# Written task
Reproduce the rows below, requests included, from the line containing "Please identify the dark jacket" through the end of the rows, and give only that part. Multiply every pixel coordinate in the answers by 1.25 and round each result to a whole number, rounding halves up.
· · · ·
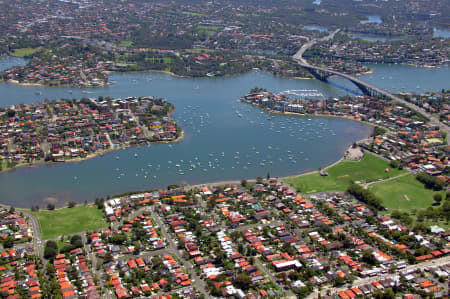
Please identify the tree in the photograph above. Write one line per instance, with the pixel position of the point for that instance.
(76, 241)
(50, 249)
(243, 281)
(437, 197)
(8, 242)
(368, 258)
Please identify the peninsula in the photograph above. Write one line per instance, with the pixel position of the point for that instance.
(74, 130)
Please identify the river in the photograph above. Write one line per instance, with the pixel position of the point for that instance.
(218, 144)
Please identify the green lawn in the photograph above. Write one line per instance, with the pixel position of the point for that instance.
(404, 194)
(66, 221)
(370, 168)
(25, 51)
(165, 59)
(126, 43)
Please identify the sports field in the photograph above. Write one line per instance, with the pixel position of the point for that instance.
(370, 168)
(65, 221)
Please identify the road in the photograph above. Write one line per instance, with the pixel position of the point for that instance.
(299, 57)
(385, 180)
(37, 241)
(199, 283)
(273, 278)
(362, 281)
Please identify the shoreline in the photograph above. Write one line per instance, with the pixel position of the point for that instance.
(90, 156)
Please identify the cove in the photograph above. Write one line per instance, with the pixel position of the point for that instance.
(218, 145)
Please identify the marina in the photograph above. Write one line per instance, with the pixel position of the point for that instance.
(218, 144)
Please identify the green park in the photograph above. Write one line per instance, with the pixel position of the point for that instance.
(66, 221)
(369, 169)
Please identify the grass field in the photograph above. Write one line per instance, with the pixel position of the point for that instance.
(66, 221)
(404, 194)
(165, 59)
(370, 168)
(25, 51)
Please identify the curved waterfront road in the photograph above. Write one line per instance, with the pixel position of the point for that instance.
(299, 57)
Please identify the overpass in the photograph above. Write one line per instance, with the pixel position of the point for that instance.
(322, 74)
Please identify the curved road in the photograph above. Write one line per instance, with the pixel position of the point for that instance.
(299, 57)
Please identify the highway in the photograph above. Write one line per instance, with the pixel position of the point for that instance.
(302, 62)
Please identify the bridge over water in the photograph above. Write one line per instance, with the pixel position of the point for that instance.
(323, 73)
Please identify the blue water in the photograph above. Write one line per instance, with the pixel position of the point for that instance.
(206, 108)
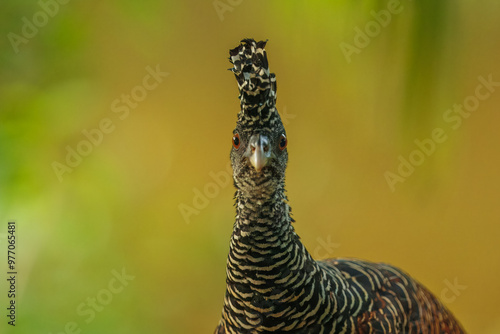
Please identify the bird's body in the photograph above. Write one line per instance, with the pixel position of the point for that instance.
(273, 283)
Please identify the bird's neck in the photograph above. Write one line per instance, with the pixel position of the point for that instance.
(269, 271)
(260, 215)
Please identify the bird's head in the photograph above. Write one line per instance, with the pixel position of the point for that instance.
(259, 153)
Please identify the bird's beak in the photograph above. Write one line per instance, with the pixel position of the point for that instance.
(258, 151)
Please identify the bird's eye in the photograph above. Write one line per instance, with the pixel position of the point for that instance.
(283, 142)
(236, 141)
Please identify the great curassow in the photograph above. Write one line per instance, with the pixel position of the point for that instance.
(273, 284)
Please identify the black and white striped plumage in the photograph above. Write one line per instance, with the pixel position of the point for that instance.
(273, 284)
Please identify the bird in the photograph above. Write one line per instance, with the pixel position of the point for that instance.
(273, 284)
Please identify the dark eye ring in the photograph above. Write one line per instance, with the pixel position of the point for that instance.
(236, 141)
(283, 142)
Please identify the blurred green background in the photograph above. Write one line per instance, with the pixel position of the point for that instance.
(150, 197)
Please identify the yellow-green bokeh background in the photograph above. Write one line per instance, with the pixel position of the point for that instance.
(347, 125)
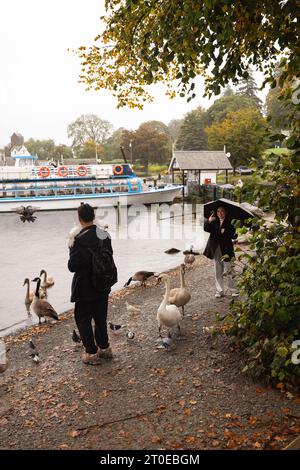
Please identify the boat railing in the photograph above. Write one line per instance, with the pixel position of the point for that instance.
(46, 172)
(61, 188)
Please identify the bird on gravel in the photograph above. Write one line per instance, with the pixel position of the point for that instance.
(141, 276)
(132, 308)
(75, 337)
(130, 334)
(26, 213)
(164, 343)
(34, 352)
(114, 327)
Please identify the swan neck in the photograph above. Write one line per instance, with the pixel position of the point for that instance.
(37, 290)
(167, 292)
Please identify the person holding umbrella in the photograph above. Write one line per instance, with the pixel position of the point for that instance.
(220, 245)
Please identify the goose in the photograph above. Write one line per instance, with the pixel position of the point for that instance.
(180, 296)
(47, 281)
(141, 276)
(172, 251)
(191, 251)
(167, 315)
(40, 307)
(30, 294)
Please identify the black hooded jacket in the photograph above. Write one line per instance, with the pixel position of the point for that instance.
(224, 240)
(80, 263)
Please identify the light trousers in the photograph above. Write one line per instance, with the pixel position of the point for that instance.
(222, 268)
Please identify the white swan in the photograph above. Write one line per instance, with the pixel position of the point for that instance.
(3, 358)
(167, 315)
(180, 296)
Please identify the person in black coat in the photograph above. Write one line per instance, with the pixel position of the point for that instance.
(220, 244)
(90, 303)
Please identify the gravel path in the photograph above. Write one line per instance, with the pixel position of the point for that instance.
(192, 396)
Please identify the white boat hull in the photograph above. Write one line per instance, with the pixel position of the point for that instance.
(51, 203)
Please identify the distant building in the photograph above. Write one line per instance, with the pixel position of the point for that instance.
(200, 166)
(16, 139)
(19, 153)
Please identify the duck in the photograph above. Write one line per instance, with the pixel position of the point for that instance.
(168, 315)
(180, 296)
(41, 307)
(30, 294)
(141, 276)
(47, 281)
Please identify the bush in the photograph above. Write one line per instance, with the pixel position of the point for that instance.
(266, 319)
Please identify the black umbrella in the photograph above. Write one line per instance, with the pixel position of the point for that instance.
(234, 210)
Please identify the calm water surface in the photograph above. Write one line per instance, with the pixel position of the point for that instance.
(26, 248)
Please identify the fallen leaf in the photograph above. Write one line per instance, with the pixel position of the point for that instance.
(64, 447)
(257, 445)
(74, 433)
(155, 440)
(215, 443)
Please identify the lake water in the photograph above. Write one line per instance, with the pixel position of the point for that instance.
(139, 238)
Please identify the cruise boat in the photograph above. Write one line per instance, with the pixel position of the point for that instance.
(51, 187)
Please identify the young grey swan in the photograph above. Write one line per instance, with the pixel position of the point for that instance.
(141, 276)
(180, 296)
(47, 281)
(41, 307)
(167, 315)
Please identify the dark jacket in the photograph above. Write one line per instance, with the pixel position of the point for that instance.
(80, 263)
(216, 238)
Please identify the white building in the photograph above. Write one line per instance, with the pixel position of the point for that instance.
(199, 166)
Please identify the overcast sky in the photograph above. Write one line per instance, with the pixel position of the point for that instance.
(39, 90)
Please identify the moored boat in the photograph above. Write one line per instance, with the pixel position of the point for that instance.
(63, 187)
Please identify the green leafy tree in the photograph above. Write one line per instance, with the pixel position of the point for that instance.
· · · ·
# Result of this exercise
Please identify the dark jacket in the photograph above. Write one line per instance, with the pixel position of the point for that instance.
(100, 329)
(270, 298)
Please identify the white building in the photograph above. Write one line per instance, with the pixel position of the point for that instance.
(249, 208)
Please identify the overcast sky in the photograph above. Write one line per instance, with the pixel position of the point for that instance.
(49, 113)
Please identify the moored boat in the photograph above. Write one line per instance, with the pixel position of the point for that instance.
(79, 234)
Please identify the green leafy tree in the photograph above. Write one line per instance, with the pixel position of the point for that instance.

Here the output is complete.